* **PAGE EXTRACT**:
##########

Thi Thi Nge (京都大学生存圏研究所・ミッション専攻研究員)


  • 杉山淳司 (京都大学生存圏研究所バイオマス形態情報分野・教授)


  • ミッション 4 (循環型資源・材料開発)


As the primary component of plant cell wall, cellulose is the most abundant biopolymer on earth recognized as the major component of plant biomass, but also a representative of microbial extracellular polymer synthesized by some bacteria namely bacterial cellulose. The major resources of all cellulose products such as construction materials, textile, paper, etc., for industrial purpose are usually obtained from cotton and wood. In the era of declining forests, global climate changes, continuing expansion of industrialization with our increased population, an importance of green properties such as biodegradability and favorable CO2 balance grows with the awareness of consumers, scientists, engineers, and industrial partners for sustainability in the use of materials. While maintaining the sound environment by sustainable ways of using forest resources, it should be also considered the consequences of an alternative source of cellulose.

In this study, the ultrafine bacterial cellulose (BC) microfibrils network structure with its native unique properties, similarity to that of collagen nanofibrils network in some aspects, is exploited to search the possibility of fabricating materials analogy to natural bone. The unique properties of bone arise from the controlled integration of the organic (collagen) and inorganic (apatite) components with a sophisticated architecture from nano- to mesolevels. The ability of apatite (bone mineral) formation on the surface of BC microfibrils network in a simulated body fluid (SBF) has been observed in our recent study. The biodegradability of BC in human body, however, cannot be achieved because of the lack of enzyme to degrade cellulose though BC is biocompatible. In this attempt, modification of BC has been carried out during microbiological synthesis by introducing simple sugar analogs as building blocks for polysaccharide. The formation of chitin-like biopolymers by direct bacterial incorporation of N-acetylglucoasmine (chitin monomer) may bridge the properties of the respective homopolymers, cellulose and chitin. The latter is known to be hydrolyzed by lysozyme, an enzyme with anti-bacterial action that is found in body fluids.

The apatite forming ability on biofunctionalized BC and its biodegradability will be investigated. The goal is designing, modifying and characterizing new generation of bacterial cellulose-based composite materials for potential medical applications.

##########

* **USING THE INFORMATION**:
- A) Copy the stretch of the research summary from "The apatite forming" through "potential medical applications.".
- B) Decide whether each statement agrees with the research summary, answering yes or no and quoting the words that settle it: (i) Cellulose for industrial products is usually obtained from cotton and wood. (ii) Because BC is biocompatible, it can be degraded in the human body. (iii) Lysozyme is found in body fluids.
- C) The research summary says that awareness of sustainability is growing among several groups. List all of these groups.
The records are material separate from the research summary.

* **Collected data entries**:
##########

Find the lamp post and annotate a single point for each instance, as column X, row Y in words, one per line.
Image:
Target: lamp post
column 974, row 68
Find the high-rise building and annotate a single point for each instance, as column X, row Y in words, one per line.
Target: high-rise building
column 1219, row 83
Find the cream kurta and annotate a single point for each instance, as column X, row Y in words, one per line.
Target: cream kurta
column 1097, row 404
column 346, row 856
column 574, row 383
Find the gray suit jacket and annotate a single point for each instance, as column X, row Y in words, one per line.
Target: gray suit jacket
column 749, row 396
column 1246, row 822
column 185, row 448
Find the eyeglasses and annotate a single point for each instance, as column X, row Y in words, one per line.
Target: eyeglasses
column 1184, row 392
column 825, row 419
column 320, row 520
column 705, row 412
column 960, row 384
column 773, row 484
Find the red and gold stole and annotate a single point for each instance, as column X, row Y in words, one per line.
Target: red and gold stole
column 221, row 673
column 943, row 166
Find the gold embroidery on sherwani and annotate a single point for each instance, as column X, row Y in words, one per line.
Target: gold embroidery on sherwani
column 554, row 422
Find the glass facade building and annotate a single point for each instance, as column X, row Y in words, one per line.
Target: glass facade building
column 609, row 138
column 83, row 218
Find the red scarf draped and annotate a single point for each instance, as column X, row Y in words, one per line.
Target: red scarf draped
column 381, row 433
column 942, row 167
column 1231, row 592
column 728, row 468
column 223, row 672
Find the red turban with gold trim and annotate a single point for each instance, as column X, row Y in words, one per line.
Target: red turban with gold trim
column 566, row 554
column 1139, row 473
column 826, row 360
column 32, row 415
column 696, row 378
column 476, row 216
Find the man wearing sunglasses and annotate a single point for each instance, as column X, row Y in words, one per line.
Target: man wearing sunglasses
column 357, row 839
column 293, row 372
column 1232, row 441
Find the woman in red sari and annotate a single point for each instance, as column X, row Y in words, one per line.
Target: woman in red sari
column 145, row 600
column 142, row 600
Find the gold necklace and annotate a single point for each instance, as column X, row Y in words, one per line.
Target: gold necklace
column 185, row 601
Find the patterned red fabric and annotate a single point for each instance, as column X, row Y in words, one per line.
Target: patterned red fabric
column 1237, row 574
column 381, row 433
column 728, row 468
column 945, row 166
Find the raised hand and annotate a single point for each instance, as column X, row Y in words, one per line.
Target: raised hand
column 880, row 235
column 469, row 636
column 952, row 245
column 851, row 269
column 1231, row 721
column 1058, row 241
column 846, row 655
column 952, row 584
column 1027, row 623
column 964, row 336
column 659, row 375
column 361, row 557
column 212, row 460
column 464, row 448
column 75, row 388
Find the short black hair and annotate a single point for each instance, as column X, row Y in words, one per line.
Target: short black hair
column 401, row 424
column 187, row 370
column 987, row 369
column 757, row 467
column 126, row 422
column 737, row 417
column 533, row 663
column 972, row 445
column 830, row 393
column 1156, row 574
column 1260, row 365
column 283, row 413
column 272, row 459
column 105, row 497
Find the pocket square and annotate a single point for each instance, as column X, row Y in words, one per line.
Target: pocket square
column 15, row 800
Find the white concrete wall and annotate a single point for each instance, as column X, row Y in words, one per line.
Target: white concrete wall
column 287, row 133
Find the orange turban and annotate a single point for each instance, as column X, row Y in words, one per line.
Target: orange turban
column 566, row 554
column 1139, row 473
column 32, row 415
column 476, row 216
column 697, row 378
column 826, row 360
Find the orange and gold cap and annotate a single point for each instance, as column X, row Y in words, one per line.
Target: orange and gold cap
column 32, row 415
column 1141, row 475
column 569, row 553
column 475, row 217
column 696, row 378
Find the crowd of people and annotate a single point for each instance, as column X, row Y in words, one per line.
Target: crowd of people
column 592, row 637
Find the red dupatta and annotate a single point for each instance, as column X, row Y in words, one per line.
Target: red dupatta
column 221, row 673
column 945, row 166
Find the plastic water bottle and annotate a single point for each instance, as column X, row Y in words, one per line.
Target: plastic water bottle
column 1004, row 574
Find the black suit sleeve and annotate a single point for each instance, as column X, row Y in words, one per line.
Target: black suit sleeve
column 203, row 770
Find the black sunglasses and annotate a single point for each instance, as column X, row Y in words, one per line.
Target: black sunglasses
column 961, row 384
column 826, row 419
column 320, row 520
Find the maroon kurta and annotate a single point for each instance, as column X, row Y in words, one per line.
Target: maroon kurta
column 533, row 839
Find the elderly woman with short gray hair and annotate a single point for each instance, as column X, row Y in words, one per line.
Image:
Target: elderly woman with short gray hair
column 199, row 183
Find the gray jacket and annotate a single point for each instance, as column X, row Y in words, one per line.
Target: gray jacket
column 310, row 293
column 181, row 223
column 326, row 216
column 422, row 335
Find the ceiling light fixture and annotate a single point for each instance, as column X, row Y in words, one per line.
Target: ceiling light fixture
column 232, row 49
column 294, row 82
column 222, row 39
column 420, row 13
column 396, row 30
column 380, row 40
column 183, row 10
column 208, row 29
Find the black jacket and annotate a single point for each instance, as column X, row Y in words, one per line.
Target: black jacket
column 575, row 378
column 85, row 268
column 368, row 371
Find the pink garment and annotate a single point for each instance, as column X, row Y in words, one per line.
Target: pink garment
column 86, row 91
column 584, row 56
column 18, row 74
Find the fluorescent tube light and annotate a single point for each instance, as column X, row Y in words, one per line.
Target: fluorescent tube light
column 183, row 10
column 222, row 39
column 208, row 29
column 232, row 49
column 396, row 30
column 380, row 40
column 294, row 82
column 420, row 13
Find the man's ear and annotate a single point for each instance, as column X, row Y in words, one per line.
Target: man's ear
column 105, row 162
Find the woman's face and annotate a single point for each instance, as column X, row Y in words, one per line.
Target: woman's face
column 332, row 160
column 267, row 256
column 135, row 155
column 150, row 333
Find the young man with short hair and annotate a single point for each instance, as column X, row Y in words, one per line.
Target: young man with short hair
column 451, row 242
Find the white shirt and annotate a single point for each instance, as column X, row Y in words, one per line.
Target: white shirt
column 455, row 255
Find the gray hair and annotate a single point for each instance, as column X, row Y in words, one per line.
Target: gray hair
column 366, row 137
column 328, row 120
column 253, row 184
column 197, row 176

##########

* **ANSWERS BY ITEM**:
- A)
The apatite forming ability on biofunctionalized BC and its biodegradability will be investigated. The goal is designing, modifying and characterizing new generation of bacterial cellulose-based composite materials for potential medical applications.

- B)
(i) Yes: "The major resources of all cellulose products such as construction materials, textile, paper, etc., for industrial purpose are usually obtained from cotton and wood."
(ii) No: "The biodegradability of BC in human body, however, cannot be achieved because of the lack of enzyme to degrade cellulose though BC is biocompatible."
(iii) Yes: "an enzyme with anti-bacterial action that is found in body fluids"

- C) consumers, scientists, engineers, industrial partners